** Exercise brief **
Your task is to return the data below, word for word.

** Data **
◆ ◆ ◆

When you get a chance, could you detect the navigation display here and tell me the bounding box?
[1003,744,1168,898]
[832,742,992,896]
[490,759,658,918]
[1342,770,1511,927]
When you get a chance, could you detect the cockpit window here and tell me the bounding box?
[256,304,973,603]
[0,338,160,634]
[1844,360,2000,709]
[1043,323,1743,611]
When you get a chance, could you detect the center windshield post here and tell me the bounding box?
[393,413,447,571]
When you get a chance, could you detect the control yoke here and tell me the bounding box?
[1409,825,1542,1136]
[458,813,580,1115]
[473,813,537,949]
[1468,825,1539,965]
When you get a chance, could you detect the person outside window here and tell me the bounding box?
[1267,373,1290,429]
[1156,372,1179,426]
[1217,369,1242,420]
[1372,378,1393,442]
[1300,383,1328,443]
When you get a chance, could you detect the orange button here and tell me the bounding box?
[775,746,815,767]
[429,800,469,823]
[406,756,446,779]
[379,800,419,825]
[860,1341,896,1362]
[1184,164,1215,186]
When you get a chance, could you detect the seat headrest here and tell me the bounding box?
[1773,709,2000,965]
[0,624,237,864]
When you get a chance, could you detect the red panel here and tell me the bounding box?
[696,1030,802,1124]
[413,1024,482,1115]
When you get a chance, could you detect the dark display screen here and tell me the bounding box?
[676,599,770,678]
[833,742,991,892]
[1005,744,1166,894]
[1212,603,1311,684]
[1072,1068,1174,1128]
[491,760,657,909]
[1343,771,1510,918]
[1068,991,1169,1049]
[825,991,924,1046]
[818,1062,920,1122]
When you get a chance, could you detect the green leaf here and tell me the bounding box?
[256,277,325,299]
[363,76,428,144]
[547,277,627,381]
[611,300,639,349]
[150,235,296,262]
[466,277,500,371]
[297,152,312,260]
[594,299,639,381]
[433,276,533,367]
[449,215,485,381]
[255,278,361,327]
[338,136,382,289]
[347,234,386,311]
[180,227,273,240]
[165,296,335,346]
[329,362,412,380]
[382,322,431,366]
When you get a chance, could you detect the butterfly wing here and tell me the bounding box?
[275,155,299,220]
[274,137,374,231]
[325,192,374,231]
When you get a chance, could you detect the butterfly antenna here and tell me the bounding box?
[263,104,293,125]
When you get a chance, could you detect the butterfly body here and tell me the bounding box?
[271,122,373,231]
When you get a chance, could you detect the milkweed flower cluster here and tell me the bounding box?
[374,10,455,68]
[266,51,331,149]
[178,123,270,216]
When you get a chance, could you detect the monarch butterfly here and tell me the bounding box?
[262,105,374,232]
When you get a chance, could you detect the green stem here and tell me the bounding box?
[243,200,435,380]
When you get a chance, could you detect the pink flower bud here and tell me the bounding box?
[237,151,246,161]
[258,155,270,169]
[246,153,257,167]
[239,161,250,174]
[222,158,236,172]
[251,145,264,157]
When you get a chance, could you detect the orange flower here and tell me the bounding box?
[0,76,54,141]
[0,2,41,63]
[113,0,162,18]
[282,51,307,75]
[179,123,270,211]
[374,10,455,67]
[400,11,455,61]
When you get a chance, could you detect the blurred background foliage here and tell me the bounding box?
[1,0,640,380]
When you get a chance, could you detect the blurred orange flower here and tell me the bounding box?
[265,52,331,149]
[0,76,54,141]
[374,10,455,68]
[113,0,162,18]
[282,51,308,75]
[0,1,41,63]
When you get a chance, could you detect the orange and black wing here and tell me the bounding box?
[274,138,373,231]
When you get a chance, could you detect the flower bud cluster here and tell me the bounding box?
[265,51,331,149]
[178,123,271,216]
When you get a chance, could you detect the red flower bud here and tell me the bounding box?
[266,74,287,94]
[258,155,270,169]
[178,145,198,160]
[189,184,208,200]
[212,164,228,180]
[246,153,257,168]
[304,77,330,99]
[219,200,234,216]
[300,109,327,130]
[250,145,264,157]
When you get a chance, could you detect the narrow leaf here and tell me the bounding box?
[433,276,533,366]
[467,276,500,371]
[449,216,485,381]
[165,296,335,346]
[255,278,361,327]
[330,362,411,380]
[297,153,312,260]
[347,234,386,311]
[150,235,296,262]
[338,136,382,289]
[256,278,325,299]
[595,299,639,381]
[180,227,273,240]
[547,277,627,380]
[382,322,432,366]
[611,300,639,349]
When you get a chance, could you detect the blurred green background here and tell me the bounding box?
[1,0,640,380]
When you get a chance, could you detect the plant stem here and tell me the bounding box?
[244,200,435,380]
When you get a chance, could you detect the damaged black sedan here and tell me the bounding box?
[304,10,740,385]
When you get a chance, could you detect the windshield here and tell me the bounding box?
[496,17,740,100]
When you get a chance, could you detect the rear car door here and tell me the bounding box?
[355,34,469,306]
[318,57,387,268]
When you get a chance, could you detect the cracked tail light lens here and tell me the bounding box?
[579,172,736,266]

◆ ◆ ◆

** Task output **
When you get a chance, could you detect the navigation display here and tell me the bounding box?
[1003,744,1168,898]
[832,742,992,896]
[490,759,658,918]
[1342,770,1511,927]
When you get a chance, could you detect the cockpit window here and tell me the bounding box?
[256,304,973,603]
[0,338,160,634]
[1844,360,2000,709]
[1043,323,1743,611]
When you get a chance, could you detect the center windshield post here and tell me the bounding box?
[393,413,447,571]
When you get a chance, could you detect the control yoke here and tell me the bounding box?
[1409,825,1542,1136]
[458,813,580,1115]
[473,813,537,949]
[1468,825,1539,965]
When you get a chance, could you detect the person outside window here and tell me the bounding box?
[1267,373,1290,429]
[1156,372,1179,426]
[1217,369,1242,420]
[1372,378,1393,442]
[1300,383,1328,443]
When you get a chance, could you detect the orange button here and tell me the bounding box?
[775,746,815,767]
[429,800,469,823]
[406,756,446,779]
[379,800,419,825]
[860,1341,896,1362]
[1184,164,1215,186]
When you get a chance, could you detect the seat headrest here and tell me the bounding box?
[1773,709,2000,965]
[0,624,237,864]
When you get a chance, could you detect the red panel here and tell me the bounding box?
[696,1030,802,1124]
[413,1024,482,1115]
When you get a chance, could you detect the dark display screen here and tell me the bounding box?
[676,599,770,678]
[833,742,991,892]
[1005,744,1166,894]
[1212,603,1311,684]
[1072,1068,1174,1128]
[491,760,657,909]
[1343,771,1510,918]
[1068,991,1169,1049]
[825,991,924,1046]
[818,1062,920,1122]
When you get a chance, could you detect the green leaf here and tell me the bounding box?
[256,277,325,299]
[363,76,428,144]
[547,277,627,381]
[611,300,639,349]
[150,235,296,262]
[466,277,500,371]
[297,152,312,260]
[594,299,639,381]
[433,276,533,367]
[449,215,485,381]
[255,278,361,327]
[338,136,382,289]
[347,234,386,311]
[180,227,273,240]
[165,296,335,346]
[329,362,412,380]
[382,322,431,366]
When you get a chance, could you detect the butterfly wing here and tell me the bounding box?
[275,155,299,220]
[274,137,374,231]
[325,192,374,231]
When you get a chance, could you detect the butterfly antenna here and tell me the bounding box?
[263,104,293,125]
When you get a chance, could you detect the butterfly body here and tell me the bounding box?
[271,122,373,231]
When you get a chance, could you detect the milkweed flower cluster here and tell me the bounding box?
[374,10,455,68]
[266,51,331,149]
[178,123,270,216]
When you get a chance, could you detect the monarch butterfly here and tell me the bounding box?
[262,105,374,232]
When you get a chance, could you detect the green stem here and tell me the bounding box?
[243,200,435,380]
When you get a chance, could you detect the pink flower bud here and tell me the bounding box?
[237,151,246,161]
[258,155,270,169]
[246,153,257,167]
[239,161,250,174]
[222,158,236,172]
[251,145,264,157]
When you get a chance, could you detect the orange flower here and tell me the bounding box?
[0,76,54,141]
[0,2,41,63]
[113,0,162,18]
[282,51,307,75]
[179,123,270,211]
[374,10,455,67]
[400,11,455,61]
When you get a chance, could you detect the blurred background foliage here and tell me the bounding box?
[1,0,640,380]
When you get a chance, could you detect the blurred orange flower here and tell me the bounding box?
[265,52,331,149]
[0,76,54,141]
[374,10,455,68]
[113,0,162,18]
[282,51,308,75]
[0,1,41,63]
When you get a chance, could you detect the orange and black wing here and tell me the bounding box?
[274,138,373,231]
When you get a chance, could you detect the flower bud cluster here and tell me the bounding box?
[265,51,331,149]
[178,123,271,216]
When you get a chance, could you detect the red flower bud here and tell me the bounding box?
[266,74,287,94]
[258,155,270,169]
[178,145,198,160]
[189,184,208,200]
[212,164,228,180]
[246,153,257,168]
[304,77,330,99]
[219,200,234,216]
[300,109,327,130]
[250,145,264,157]
When you get a chance, could you detect the narrow leaf here and tell me the bounding box?
[433,276,533,366]
[467,276,500,371]
[449,216,485,381]
[165,296,335,346]
[255,278,361,327]
[330,362,411,380]
[297,153,312,260]
[347,234,386,311]
[150,235,296,262]
[338,136,382,289]
[256,278,325,299]
[595,299,639,381]
[180,227,273,240]
[547,277,627,380]
[382,322,432,366]
[611,300,639,349]
When you get a chance, could you detect the blurred green background here and tell me the bounding box?
[1,0,640,380]
When you get a chance, could you detect the plant stem here and tell me the bounding box?
[244,200,435,380]
When you get a chance, could you detect the damaged black sedan here and tell me the bounding box?
[304,10,740,385]
When you get a chance, could you detect the windshield here and tell me the bounding box?
[496,17,740,100]
When you get a chance, could you detect the rear car door here and tell me the bounding box?
[355,34,469,306]
[318,57,387,268]
When you get a chance, could you detect the cracked tail light lens here and tell me the bounding box?
[579,172,736,266]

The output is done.